_Task input:_
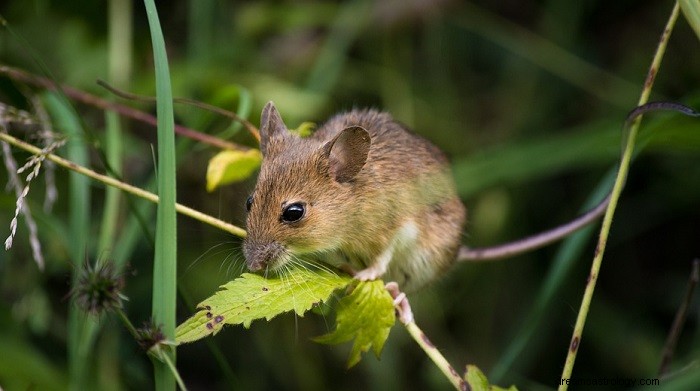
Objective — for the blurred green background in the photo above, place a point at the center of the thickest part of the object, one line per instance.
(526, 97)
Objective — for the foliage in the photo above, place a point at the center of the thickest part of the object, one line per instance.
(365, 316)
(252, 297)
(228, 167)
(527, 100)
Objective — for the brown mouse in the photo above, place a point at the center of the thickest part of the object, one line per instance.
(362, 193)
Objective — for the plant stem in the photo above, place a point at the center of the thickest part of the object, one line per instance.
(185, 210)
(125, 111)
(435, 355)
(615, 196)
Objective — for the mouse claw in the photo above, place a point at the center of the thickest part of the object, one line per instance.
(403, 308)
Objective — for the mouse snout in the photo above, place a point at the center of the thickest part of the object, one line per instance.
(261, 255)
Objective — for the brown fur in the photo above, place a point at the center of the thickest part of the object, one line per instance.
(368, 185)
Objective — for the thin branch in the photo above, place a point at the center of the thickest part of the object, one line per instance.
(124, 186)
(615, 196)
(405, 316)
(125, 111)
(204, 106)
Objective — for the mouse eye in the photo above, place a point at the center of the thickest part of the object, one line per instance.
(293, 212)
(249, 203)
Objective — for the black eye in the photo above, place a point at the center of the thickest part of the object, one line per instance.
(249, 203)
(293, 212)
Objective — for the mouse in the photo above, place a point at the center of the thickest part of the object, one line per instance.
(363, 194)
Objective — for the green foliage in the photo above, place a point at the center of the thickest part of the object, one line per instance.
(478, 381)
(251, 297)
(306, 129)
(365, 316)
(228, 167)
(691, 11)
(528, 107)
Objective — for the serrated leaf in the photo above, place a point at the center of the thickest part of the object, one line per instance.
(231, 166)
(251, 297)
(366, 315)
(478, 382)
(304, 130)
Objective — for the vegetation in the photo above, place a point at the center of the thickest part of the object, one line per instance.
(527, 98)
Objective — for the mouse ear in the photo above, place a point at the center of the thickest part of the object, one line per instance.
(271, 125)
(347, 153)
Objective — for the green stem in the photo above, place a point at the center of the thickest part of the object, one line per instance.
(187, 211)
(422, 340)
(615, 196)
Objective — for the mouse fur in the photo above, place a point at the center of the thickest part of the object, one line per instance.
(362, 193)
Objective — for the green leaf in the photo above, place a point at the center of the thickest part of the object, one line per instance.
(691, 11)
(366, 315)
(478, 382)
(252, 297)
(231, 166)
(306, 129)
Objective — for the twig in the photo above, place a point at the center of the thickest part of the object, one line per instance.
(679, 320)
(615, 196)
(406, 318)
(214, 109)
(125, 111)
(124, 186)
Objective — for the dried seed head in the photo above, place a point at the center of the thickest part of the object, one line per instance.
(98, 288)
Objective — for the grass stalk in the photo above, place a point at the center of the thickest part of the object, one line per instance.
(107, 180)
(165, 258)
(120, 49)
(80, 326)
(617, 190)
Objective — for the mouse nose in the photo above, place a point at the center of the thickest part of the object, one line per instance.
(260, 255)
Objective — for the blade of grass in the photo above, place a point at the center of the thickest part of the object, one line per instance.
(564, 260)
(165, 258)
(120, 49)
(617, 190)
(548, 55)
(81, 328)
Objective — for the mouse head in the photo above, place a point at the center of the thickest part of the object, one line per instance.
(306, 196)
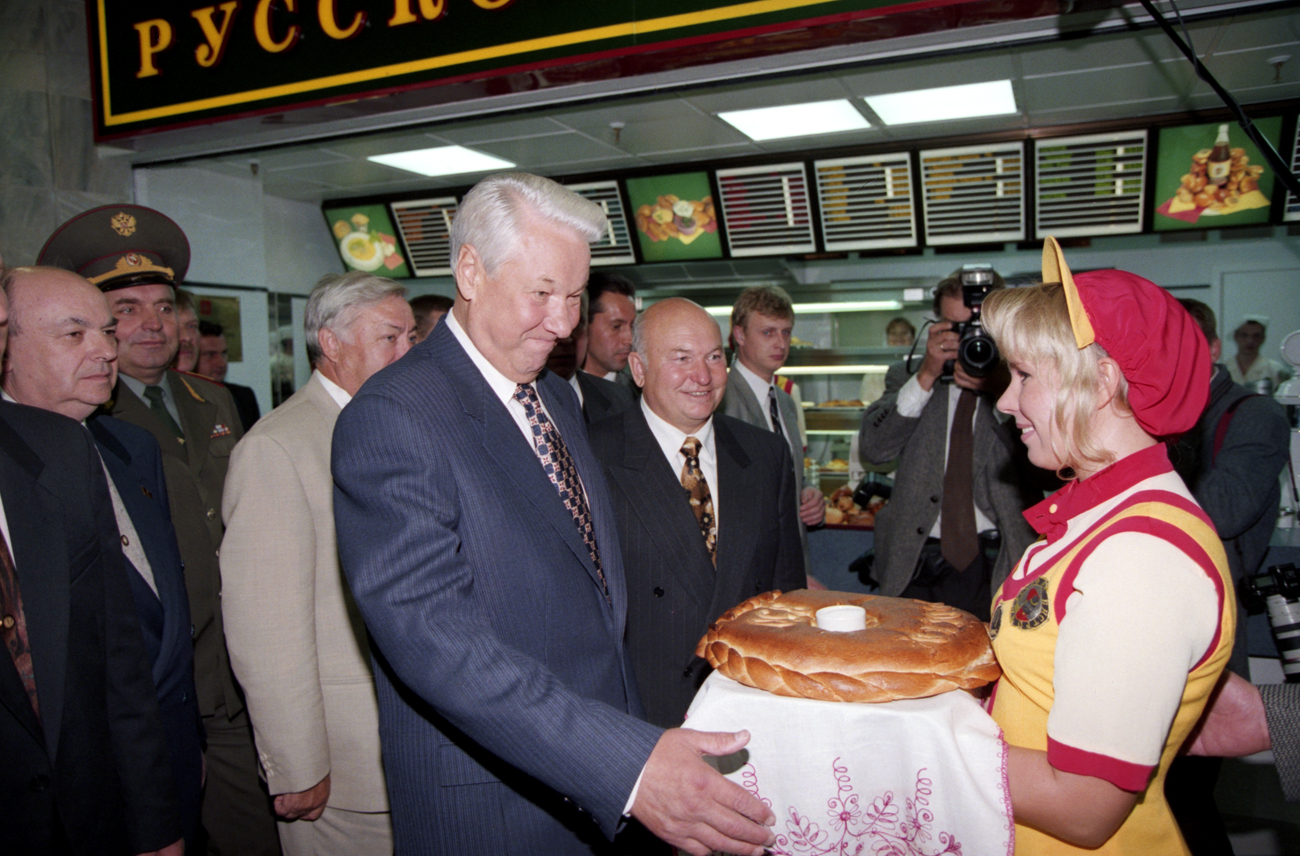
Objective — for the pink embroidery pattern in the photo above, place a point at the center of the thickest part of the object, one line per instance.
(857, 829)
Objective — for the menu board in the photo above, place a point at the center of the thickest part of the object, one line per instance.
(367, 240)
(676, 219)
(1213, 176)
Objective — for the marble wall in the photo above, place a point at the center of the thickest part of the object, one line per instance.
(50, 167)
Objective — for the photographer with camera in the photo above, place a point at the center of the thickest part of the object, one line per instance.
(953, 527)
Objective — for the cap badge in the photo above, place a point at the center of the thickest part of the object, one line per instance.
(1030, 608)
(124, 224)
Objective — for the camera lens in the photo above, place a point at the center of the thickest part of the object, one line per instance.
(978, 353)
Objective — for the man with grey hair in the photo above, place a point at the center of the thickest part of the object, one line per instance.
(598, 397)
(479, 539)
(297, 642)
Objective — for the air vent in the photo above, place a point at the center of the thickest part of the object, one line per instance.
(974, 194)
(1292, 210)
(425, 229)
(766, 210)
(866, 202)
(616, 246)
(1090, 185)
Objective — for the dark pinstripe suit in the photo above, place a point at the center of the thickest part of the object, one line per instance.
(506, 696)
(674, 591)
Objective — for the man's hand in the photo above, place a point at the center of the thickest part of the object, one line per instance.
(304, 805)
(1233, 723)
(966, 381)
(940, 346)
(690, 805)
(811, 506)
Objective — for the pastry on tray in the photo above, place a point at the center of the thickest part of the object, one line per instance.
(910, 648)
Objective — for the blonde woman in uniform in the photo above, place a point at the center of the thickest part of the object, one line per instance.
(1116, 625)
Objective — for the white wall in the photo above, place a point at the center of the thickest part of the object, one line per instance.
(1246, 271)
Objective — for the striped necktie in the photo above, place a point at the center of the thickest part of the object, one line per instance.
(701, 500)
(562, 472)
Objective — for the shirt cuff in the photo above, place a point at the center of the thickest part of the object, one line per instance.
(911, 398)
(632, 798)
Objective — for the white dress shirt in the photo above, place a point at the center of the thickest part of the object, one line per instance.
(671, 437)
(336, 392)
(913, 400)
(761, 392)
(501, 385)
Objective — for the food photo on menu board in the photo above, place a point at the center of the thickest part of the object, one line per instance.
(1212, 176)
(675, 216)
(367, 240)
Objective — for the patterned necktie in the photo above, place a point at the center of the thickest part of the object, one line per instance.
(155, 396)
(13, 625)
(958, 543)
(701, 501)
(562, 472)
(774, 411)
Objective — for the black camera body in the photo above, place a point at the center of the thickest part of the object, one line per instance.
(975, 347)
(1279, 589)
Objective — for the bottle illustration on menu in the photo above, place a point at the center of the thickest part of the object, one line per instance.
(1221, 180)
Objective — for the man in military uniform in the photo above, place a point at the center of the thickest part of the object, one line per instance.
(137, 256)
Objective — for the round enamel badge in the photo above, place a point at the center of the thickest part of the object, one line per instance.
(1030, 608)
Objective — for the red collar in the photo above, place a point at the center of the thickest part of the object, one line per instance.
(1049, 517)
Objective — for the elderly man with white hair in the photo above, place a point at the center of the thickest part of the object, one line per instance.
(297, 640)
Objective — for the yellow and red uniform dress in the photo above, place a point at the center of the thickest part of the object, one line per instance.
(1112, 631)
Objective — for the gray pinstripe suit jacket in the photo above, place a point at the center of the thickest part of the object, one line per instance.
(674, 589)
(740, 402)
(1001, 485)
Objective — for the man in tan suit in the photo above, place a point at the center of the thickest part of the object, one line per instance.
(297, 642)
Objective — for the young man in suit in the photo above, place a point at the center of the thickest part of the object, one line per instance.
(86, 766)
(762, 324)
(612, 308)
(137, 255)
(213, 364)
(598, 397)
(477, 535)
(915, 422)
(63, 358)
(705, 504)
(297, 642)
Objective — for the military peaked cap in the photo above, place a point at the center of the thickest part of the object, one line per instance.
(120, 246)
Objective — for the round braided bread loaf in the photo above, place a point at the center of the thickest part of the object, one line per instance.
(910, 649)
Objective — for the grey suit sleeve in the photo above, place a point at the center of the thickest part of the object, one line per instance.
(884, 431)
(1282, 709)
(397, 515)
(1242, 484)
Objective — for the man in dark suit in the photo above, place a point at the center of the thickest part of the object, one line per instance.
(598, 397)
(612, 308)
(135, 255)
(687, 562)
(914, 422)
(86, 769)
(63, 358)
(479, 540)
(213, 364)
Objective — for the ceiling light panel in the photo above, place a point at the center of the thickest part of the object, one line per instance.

* * *

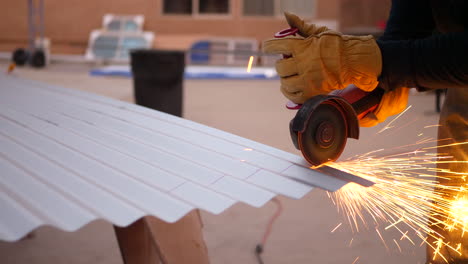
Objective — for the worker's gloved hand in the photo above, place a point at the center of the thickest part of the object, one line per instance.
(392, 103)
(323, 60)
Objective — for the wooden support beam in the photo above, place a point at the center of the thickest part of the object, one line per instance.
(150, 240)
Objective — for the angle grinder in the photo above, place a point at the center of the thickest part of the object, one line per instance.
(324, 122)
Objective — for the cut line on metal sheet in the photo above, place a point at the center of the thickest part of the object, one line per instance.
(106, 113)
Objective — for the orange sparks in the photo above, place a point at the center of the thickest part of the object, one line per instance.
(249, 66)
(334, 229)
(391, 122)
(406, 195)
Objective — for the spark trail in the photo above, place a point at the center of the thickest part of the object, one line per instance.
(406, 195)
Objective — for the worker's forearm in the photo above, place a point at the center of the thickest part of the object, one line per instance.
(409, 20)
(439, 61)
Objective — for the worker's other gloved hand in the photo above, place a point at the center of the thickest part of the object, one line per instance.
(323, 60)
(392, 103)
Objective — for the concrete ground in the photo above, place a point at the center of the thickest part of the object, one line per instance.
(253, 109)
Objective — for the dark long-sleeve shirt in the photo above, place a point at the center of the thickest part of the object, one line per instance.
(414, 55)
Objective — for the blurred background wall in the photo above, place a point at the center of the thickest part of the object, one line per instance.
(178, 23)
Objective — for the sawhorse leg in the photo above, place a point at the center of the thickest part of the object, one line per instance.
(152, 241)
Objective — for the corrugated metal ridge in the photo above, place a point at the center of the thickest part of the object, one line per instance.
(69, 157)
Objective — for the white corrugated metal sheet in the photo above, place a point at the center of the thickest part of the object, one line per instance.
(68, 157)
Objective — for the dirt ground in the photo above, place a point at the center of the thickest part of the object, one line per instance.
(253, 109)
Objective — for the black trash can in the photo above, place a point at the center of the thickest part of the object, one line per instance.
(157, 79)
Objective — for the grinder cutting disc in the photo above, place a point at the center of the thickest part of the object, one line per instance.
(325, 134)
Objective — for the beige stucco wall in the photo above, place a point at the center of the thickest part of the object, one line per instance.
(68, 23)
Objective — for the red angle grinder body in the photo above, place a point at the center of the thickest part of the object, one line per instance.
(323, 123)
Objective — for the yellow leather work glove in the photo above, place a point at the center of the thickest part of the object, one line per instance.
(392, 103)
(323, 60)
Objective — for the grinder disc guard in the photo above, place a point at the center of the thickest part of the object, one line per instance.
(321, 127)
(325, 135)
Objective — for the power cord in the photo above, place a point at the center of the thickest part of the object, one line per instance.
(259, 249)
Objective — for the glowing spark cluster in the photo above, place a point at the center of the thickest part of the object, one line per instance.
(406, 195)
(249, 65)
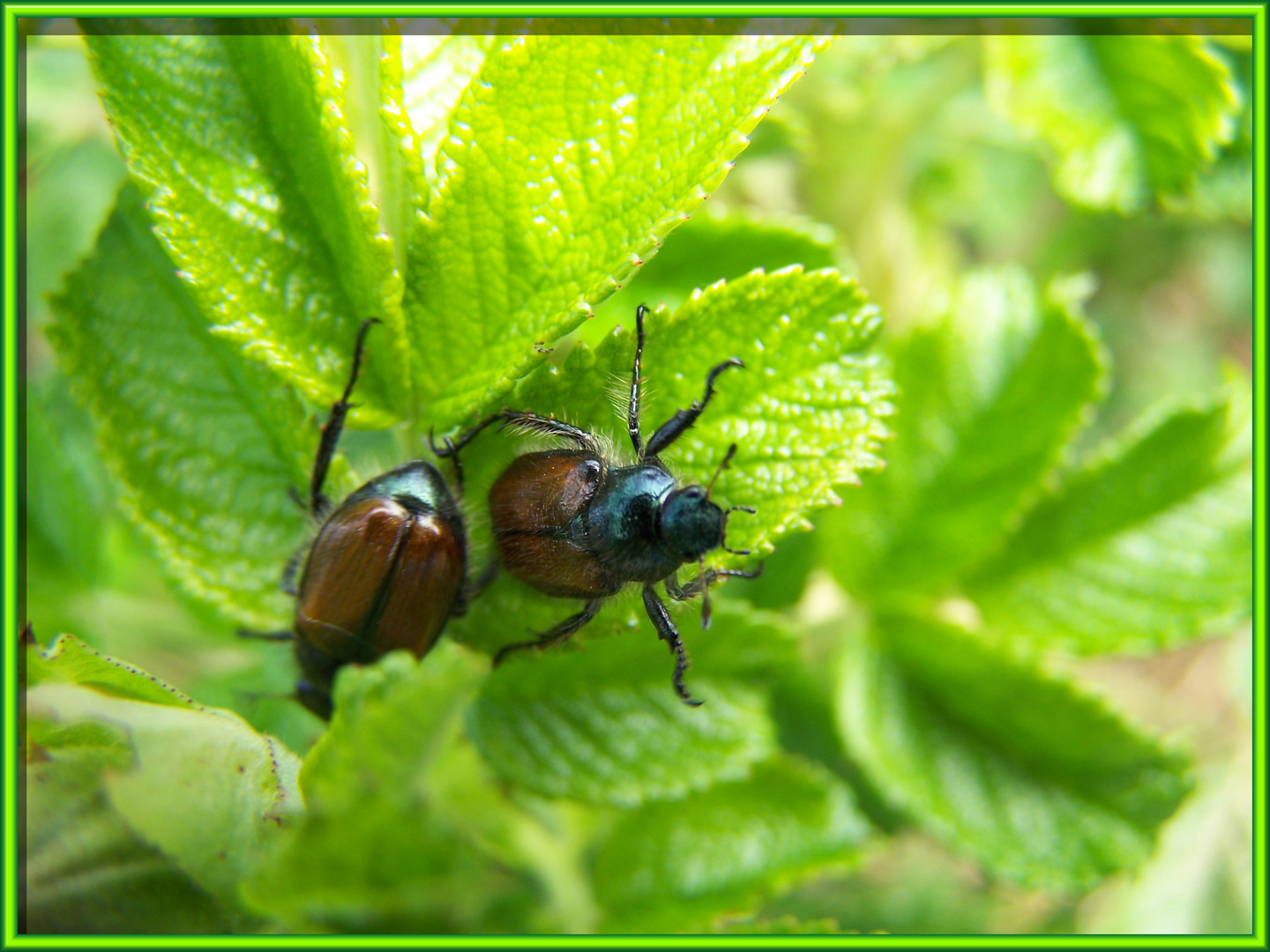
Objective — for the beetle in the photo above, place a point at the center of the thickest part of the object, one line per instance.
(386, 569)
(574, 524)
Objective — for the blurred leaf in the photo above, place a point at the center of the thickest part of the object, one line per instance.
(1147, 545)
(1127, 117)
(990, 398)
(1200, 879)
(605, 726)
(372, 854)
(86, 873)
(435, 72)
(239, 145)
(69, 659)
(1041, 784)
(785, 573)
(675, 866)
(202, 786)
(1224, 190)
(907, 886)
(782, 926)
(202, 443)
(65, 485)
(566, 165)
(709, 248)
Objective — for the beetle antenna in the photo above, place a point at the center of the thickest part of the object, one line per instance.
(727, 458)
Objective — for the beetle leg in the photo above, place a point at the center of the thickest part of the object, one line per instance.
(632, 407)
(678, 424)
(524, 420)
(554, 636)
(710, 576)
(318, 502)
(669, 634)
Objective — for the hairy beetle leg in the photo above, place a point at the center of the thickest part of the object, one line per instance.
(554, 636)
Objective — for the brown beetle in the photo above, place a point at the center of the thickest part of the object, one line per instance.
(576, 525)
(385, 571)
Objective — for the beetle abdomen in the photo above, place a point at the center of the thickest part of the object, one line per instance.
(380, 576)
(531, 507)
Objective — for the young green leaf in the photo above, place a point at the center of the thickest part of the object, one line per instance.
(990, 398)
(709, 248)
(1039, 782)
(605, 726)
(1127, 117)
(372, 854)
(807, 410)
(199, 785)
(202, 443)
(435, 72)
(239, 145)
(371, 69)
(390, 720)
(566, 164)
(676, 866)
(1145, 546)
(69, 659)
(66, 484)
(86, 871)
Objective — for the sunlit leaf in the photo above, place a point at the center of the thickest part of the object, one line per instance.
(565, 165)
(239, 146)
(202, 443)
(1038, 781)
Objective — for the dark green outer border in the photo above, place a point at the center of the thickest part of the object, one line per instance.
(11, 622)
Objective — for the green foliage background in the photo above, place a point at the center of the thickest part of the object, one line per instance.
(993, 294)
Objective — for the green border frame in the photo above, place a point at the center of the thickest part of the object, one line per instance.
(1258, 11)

* * *

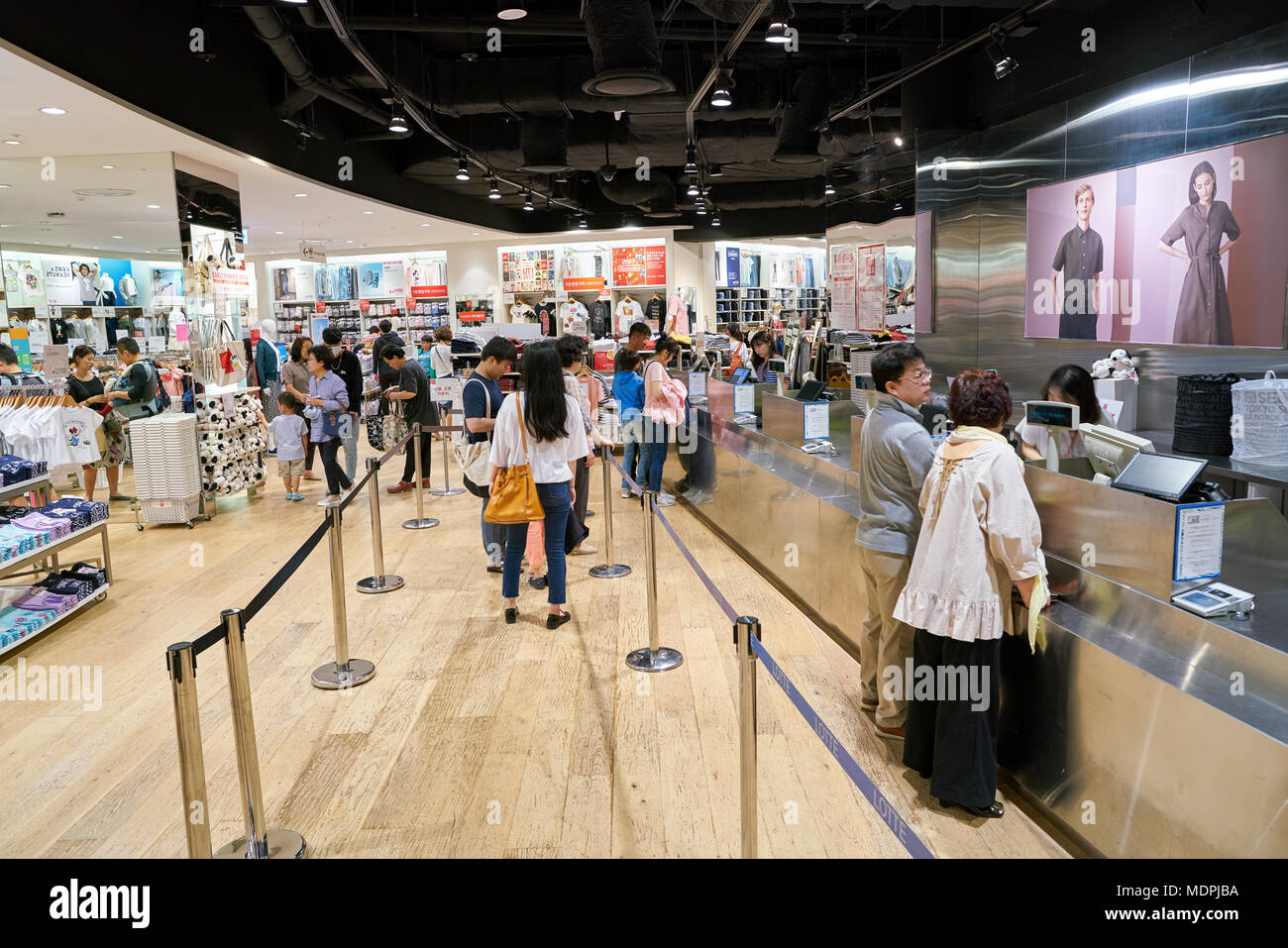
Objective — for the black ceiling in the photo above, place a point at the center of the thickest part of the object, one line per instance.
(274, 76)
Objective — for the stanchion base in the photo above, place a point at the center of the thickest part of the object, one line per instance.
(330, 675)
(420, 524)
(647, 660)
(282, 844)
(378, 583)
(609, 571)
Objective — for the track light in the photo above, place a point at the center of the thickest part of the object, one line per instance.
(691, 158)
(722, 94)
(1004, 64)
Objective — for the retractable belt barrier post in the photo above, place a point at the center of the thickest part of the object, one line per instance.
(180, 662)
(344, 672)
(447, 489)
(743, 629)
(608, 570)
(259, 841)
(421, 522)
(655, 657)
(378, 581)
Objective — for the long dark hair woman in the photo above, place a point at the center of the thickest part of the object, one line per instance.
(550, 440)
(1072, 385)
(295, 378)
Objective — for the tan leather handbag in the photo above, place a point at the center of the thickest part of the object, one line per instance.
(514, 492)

_Goal of the exercise:_ Count the lines in the items above that contain the string "woman", matching case exactly. Reply with the number only.

_Expected output:_ 2